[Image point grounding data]
--*--

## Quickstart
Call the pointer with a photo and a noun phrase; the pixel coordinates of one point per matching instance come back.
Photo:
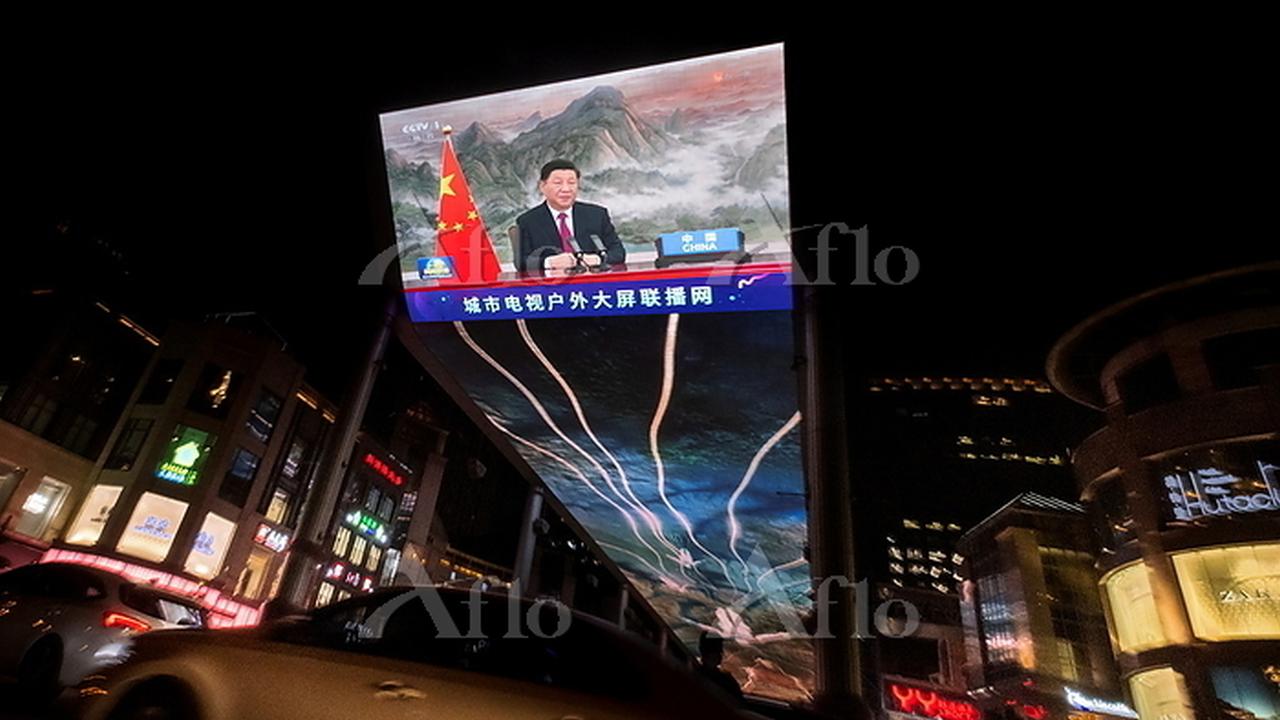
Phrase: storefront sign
(384, 469)
(923, 702)
(1212, 492)
(270, 538)
(1080, 701)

--*--

What the task requires
Retype only the lines from the one with "Call the pointer" through the final line of the entries, please, and keep the pictures out.

Worked solution
Call the pointer with a photo and a noun phrase; the pixel coordinates of one point per matching instance come back.
Photo:
Phrase: storefront sign
(384, 469)
(923, 702)
(1212, 492)
(270, 538)
(1080, 701)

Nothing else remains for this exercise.